> _Job_:
Please answer from the redox flow battery excerpt: where is the ion exchange membrane placed in the membrane-electrode assembly?
─── Document segment
An object of the present invention is to solve the above problems and to provide an ion exchange membrane which can achieve both high proton transport ability and high ion permeation selectivity simultaneously and a method for producing the same; a membrane-electrode assembly including said ion exchange membrane; and a redox flow battery including said membrane-electrode assembly.
One aspect of the present disclosure provides an ion exchange membrane for a redox flow battery including an ion-conductive polymer and a non-woven fabric, wherein said non-woven fabric is disposed in said ion-conductive polymer.
Another aspect of the present disclosure provides a membrane-electrode assembly including a positive electrode, a negative electrode, and the ion exchange membrane for a redox flow battery of the present disclosure, wherein the ion exchange membrane for a redox flow battery is disposed between said positive electrode and said negative electrode.
Another aspect of the present disclosure provides a redox flow battery including the membrane-electrode assembly of the present disclosure, wherein said redox flow battery includes a positive cell containing a positive electrolyte solution and said positive electrode, a negative cell containing a negative electrolyte solution and said negative electrode, and said ion exchange membrane separates said positive cell and said negative cell.
Another aspect of the present disclosure provides a method for producing an ion exchange membrane for a redox flow battery including:
preparing a multilayer member including a first ion-conductive polymer, a second ion-conductive polymer and a non-woven fabric comprising a non-ion-conductive polymer, wherein the non-woven fabric is disposed between the first ion-conductive polymer and the second ion-conductive polymer; and
forming an ion exchange membrane by subjecting said multilayer member to
(i) a temperature higher than a glass transition temperature of said first ion-conductive polymer,
(ii) a temperature higher than a glass transition temperature of said second ion-conductive polymer, or
(iii) a temperature higher than both of a glass transition temperature of said first ion-conductive polymer and a glass transition temperature of said second ion-conductive polymer.
──────
─── Record list
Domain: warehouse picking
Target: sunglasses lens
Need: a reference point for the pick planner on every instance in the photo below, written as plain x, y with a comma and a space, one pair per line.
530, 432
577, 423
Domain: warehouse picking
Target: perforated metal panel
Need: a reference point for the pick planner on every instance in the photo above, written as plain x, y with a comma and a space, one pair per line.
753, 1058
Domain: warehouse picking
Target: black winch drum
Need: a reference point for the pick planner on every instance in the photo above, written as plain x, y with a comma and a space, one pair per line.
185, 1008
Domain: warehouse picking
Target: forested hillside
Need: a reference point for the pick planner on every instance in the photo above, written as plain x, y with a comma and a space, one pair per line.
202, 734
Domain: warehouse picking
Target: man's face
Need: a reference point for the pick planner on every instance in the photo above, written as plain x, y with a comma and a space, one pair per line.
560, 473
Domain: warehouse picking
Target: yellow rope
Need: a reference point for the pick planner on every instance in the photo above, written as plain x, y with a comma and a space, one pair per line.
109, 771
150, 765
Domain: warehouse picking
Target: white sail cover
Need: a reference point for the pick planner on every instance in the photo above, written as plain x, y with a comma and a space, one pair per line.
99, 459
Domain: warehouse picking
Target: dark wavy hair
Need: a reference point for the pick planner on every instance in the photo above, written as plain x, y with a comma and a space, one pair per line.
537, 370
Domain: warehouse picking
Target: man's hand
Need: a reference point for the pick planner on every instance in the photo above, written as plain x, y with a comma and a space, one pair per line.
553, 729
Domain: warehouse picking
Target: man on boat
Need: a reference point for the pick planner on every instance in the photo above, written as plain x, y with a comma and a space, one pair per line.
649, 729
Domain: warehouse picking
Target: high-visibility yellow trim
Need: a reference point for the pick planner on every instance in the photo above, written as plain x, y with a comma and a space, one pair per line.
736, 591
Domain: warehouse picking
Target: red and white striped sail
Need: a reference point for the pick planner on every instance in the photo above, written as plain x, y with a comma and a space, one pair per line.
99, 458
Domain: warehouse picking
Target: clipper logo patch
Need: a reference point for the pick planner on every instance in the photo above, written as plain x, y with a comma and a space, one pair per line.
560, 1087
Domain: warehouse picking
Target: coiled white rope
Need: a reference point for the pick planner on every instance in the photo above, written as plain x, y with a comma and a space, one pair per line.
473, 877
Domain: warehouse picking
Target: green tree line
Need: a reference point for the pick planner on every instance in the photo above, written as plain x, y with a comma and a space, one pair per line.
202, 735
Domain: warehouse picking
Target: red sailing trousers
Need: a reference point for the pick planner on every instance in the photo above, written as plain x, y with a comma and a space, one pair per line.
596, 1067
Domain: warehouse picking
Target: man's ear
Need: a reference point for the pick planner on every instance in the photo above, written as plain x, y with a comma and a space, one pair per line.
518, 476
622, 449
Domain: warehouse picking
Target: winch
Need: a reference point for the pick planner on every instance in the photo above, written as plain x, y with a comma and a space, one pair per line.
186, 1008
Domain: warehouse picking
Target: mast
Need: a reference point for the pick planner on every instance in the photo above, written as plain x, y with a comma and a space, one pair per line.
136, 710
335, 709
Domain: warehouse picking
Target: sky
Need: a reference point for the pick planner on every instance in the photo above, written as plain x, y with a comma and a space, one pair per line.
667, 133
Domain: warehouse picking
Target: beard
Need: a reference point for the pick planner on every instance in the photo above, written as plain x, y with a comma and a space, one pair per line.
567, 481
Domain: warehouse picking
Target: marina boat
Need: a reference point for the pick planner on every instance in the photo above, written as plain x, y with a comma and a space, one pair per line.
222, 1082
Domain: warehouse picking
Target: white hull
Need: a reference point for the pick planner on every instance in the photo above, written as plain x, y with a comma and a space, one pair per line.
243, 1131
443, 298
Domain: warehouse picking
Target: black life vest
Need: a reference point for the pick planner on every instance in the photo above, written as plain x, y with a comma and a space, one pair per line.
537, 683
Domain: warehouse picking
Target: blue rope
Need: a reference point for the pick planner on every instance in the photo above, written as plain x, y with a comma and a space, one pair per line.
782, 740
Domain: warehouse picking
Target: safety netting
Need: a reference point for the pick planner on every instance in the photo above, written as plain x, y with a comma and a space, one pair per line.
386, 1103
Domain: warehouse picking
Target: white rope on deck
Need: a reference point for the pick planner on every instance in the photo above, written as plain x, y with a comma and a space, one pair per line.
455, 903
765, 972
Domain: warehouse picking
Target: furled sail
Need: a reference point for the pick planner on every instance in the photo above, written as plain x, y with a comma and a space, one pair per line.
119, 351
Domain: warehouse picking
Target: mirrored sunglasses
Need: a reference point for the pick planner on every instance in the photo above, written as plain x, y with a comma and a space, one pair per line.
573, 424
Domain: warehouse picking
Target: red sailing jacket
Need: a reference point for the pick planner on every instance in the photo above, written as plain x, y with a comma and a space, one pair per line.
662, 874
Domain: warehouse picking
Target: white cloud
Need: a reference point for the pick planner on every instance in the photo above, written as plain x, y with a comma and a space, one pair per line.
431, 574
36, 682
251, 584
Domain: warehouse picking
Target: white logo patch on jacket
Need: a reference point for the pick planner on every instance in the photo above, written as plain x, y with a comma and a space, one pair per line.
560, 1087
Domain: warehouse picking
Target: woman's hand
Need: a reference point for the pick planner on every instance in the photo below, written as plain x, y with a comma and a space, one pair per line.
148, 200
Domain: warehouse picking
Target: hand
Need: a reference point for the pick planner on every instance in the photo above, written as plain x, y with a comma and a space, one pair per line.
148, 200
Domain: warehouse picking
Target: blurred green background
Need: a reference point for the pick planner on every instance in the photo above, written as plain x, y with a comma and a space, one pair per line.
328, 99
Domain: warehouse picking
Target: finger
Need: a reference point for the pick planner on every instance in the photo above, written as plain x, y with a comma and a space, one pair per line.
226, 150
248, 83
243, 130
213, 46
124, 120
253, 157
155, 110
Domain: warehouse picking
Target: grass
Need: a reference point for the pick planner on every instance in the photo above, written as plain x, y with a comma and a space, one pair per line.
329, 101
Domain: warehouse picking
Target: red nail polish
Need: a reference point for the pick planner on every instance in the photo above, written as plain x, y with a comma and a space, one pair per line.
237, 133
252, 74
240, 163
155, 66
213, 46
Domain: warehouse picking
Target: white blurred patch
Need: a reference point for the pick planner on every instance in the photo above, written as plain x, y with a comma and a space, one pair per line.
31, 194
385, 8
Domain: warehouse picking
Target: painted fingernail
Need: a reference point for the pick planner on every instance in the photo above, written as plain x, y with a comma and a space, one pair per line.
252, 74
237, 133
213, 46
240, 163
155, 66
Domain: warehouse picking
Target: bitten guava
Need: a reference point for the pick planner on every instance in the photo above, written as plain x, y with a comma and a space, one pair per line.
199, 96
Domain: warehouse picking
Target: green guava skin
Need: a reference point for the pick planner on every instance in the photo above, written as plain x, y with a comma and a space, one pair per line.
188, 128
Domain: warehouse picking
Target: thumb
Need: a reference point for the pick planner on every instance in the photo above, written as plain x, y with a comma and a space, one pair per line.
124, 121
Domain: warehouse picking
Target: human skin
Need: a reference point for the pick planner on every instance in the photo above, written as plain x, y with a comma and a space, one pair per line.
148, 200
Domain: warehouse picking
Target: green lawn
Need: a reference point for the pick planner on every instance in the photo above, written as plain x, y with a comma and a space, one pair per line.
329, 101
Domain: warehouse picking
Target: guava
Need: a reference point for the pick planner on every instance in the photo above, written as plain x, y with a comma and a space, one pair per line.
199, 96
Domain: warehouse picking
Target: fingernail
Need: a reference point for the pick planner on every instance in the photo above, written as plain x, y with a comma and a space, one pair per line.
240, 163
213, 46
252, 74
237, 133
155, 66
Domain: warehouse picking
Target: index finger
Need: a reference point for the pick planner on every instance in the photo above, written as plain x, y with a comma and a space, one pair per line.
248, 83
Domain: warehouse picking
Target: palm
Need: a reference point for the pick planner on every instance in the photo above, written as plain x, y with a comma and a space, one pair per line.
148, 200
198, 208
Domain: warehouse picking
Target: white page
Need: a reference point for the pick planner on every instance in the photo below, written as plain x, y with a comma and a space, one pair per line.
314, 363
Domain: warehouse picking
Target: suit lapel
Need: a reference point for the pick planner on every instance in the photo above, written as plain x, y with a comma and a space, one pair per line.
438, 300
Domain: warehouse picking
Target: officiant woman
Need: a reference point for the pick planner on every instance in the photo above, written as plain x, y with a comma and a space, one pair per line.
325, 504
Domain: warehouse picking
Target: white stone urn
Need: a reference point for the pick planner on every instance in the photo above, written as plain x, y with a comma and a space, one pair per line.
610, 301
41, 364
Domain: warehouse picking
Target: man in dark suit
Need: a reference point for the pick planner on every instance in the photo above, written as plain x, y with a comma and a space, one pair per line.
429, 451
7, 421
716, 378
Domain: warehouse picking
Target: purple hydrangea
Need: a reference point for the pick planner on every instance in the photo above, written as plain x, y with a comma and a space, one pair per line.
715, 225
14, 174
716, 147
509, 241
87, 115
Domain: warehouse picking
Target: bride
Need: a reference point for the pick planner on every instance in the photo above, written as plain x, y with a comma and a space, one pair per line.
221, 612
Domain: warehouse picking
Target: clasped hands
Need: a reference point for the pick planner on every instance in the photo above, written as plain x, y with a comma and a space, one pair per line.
──────
> _Finished exercise_:
Between the positive electrode and the negative electrode.